* _Job item_: Rewrite the lines below as a numbered list, leaving out any blank lines.

Collected data:

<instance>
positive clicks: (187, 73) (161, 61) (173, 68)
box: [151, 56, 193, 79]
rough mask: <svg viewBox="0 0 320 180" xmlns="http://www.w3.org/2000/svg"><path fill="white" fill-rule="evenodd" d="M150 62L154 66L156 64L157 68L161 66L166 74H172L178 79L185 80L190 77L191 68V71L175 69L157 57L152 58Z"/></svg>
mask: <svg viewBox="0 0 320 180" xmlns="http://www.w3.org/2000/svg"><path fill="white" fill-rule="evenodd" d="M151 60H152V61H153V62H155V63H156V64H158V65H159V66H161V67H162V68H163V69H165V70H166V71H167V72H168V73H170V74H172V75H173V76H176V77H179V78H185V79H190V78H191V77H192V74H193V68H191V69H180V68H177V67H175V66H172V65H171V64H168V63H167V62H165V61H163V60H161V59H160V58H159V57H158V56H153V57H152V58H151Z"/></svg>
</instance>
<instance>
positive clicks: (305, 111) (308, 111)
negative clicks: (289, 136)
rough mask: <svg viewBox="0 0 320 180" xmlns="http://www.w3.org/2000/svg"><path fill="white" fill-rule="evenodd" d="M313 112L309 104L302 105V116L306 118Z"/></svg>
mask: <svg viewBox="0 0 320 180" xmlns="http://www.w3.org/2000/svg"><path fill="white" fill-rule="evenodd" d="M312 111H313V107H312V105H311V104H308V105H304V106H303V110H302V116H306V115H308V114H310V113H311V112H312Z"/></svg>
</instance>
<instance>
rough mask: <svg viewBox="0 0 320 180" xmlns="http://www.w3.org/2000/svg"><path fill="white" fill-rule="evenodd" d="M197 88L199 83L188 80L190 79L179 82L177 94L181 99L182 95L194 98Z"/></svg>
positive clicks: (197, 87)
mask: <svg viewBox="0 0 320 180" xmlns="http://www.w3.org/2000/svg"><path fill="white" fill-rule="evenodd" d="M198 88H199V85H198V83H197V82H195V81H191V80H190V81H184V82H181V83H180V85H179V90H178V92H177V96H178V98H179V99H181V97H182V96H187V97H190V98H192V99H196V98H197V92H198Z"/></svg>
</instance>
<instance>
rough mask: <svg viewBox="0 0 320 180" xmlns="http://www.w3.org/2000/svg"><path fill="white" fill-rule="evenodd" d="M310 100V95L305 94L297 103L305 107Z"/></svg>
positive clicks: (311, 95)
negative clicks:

* _Answer for this exercise_:
1. <instance>
2. positive clicks: (187, 73) (161, 61) (173, 68)
3. box: [151, 56, 193, 79]
4. rough mask: <svg viewBox="0 0 320 180" xmlns="http://www.w3.org/2000/svg"><path fill="white" fill-rule="evenodd" d="M150 62L154 66L156 64L157 68L161 66L166 74H172L178 79L185 80L190 77L191 68V71L175 69L157 57L152 58Z"/></svg>
5. mask: <svg viewBox="0 0 320 180" xmlns="http://www.w3.org/2000/svg"><path fill="white" fill-rule="evenodd" d="M151 60H152V61H153V62H155V63H156V64H158V65H159V66H161V67H162V68H163V69H165V70H166V71H167V72H168V73H170V74H172V75H173V76H176V77H179V78H185V79H190V78H191V77H192V74H193V68H191V69H180V68H177V67H175V66H172V65H171V64H168V63H167V62H165V61H163V60H161V59H160V58H159V57H158V56H153V57H152V58H151Z"/></svg>
6. </instance>
7. <instance>
8. positive clicks: (305, 111) (308, 111)
9. negative clicks: (289, 136)
10. rough mask: <svg viewBox="0 0 320 180" xmlns="http://www.w3.org/2000/svg"><path fill="white" fill-rule="evenodd" d="M313 112L309 104L302 105V116L306 118Z"/></svg>
11. mask: <svg viewBox="0 0 320 180" xmlns="http://www.w3.org/2000/svg"><path fill="white" fill-rule="evenodd" d="M312 111H313V107H312V105H311V104H308V105H304V106H303V110H302V116H306V115H308V114H310V113H311V112H312Z"/></svg>
12. </instance>
13. <instance>
14. rough mask: <svg viewBox="0 0 320 180" xmlns="http://www.w3.org/2000/svg"><path fill="white" fill-rule="evenodd" d="M197 88L199 83L188 80L190 79L179 82L177 94L181 99L182 95L194 98Z"/></svg>
15. positive clicks: (197, 87)
16. mask: <svg viewBox="0 0 320 180" xmlns="http://www.w3.org/2000/svg"><path fill="white" fill-rule="evenodd" d="M198 88H199V85H198V83H197V82H195V81H191V80H190V81H184V82H181V83H180V85H179V90H178V92H177V96H178V98H179V99H181V97H182V96H187V97H190V98H192V99H196V98H197V92H198Z"/></svg>
17. </instance>
18. <instance>
19. rough mask: <svg viewBox="0 0 320 180" xmlns="http://www.w3.org/2000/svg"><path fill="white" fill-rule="evenodd" d="M310 100V95L305 94L297 103L305 107Z"/></svg>
20. positive clicks: (311, 95)
21. negative clicks:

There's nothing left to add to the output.